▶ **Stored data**
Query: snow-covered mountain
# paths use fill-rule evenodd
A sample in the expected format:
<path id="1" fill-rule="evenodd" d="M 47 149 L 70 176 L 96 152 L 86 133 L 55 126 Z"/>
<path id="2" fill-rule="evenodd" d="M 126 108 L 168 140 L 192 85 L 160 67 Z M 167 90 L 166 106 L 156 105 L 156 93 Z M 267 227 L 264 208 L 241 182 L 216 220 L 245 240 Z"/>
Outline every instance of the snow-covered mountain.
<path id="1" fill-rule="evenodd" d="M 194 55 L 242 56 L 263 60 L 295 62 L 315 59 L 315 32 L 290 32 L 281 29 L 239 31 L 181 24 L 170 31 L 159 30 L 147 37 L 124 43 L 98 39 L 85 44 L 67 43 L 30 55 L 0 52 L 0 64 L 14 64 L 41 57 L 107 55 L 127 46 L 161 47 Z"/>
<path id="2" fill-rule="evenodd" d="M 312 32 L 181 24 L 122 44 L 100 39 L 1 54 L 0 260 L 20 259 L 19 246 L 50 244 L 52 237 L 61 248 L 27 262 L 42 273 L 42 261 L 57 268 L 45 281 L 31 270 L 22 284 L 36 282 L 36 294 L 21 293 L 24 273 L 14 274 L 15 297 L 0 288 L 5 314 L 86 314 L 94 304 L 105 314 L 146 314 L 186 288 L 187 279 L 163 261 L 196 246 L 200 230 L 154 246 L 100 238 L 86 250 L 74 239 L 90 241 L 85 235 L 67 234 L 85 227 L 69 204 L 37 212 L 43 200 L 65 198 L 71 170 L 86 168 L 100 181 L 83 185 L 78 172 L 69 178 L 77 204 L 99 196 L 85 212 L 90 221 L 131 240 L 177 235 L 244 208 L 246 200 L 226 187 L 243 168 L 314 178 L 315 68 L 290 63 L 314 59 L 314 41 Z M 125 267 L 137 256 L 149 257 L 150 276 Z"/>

▶ **WHAT YOU ARE ASKED TO DO**
Please update the material above by replacing "snow-covered mountain" with "rocky peak" and keep everything else unchanged.

▶ **SOLUTION TO THIS EXERCISE**
Query: rocky peak
# paths use fill-rule evenodd
A sample in the expected format:
<path id="1" fill-rule="evenodd" d="M 47 149 L 70 176 L 96 152 L 86 133 L 55 126 Z"/>
<path id="2" fill-rule="evenodd" d="M 126 108 L 168 140 L 192 85 L 160 67 Z M 167 90 L 166 106 L 156 105 L 156 93 Z M 267 227 L 264 208 L 241 182 L 216 220 L 245 240 Z"/>
Outline every instance of the rocky peak.
<path id="1" fill-rule="evenodd" d="M 194 55 L 242 56 L 263 60 L 295 62 L 315 59 L 315 32 L 290 32 L 281 29 L 239 31 L 181 24 L 170 31 L 159 30 L 147 37 L 124 43 L 98 39 L 85 44 L 67 43 L 30 55 L 0 52 L 0 64 L 14 64 L 41 57 L 107 55 L 127 46 L 161 47 Z"/>
<path id="2" fill-rule="evenodd" d="M 312 32 L 181 24 L 122 44 L 100 39 L 1 54 L 0 260 L 20 259 L 19 246 L 50 244 L 52 237 L 61 248 L 27 262 L 42 273 L 42 261 L 57 268 L 45 281 L 31 270 L 22 284 L 36 282 L 36 294 L 21 293 L 24 273 L 14 274 L 15 297 L 0 288 L 5 314 L 86 314 L 94 304 L 105 314 L 146 314 L 186 288 L 187 279 L 163 261 L 196 246 L 200 230 L 154 246 L 100 238 L 86 250 L 74 239 L 90 241 L 85 235 L 67 234 L 85 227 L 69 204 L 37 212 L 43 200 L 65 198 L 71 170 L 86 168 L 100 181 L 83 185 L 78 172 L 69 178 L 77 204 L 99 196 L 85 212 L 90 221 L 131 240 L 177 235 L 244 208 L 246 200 L 226 187 L 243 168 L 314 178 L 315 68 L 290 63 L 314 59 L 314 41 Z M 125 267 L 137 256 L 149 257 L 150 276 Z"/>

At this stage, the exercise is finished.